_Page excerpt:_
┌────────
The bill’s author, Senator Frentz, opened floor debate saying the package represents an $80,000,000 base funding target per biennium and “is a big win” for teachers, police, firefighters and paramedics. He listed a series of benefit changes including earlier cost-of-living adjustments for police and fire retirees, a new teacher “career rule” and duty-disability modifications for public-safety employees.

Supporters said the bill gives teachers new retirement options and adds targeted cost-of-living improvements for public-safety retirees. “Teachers will get a career rule,” Senator Gustafson said on the floor, describing the bill’s educator provisions as a long-sought change. The bill also directs a $17,700,000 annual cost for the police and fire cost-of-living provisions and about $2,300,000 per year for state patrol increases; Frentz said the public-safety components total roughly $20,000,000 per year in general-fund cost.

Lawmakers pressing for larger or differently targeted funding lost several roll-call amendment votes. Senator Rasmussen’s amendment (A51) to add $20,000,000 per year to fully fund teacher benefit changes failed on a 33-34 roll call; Rasmussen argued the amendment would prevent creation of an unfunded liability, saying “a yes vote gives $20,000,000 more per year to fund teacher benefits.” Senator Rasmussen also offered amendments to remove a legislative-COLA increase and to cap the Teachers Retirement Association executive director’s salary; both (A50 and A52) were defeated on similar 33-34 tallies. A proposed change to the duty-disability language (A53) was offered, discussed and then withdrawn.
└────────
_Set exercise 1:_ Duplicate the stretch of the pension bill excerpt from "The bill’s author, Senator" through "for public-safety employees.".
The pension bill excerpt and the rows after it are unrelated material.

_Records:_
┌────────
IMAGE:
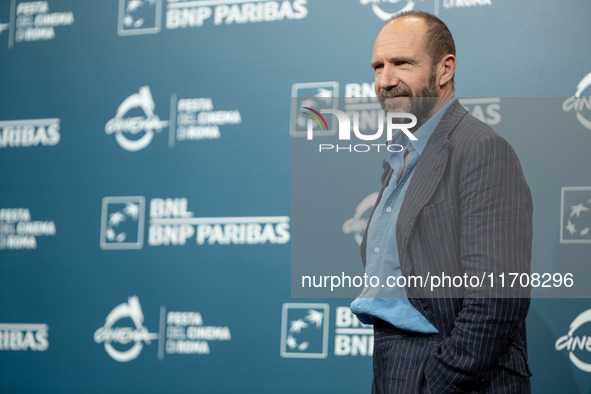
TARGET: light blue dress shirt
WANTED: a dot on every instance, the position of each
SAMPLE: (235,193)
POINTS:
└────────
_Set exercise 2:_ Write out all of the rows above word for word, leaving out the pictures.

_Response 1:_
The bill’s author, Senator Frentz, opened floor debate saying the package represents an $80,000,000 base funding target per biennium and “is a big win” for teachers, police, firefighters and paramedics. He listed a series of benefit changes including earlier cost-of-living adjustments for police and fire retirees, a new teacher “career rule” and duty-disability modifications for public-safety employees.

_Response 2:_
IMAGE:
TARGET: light blue dress shirt
WANTED: a dot on every instance, the position of each
SAMPLE: (235,193)
POINTS:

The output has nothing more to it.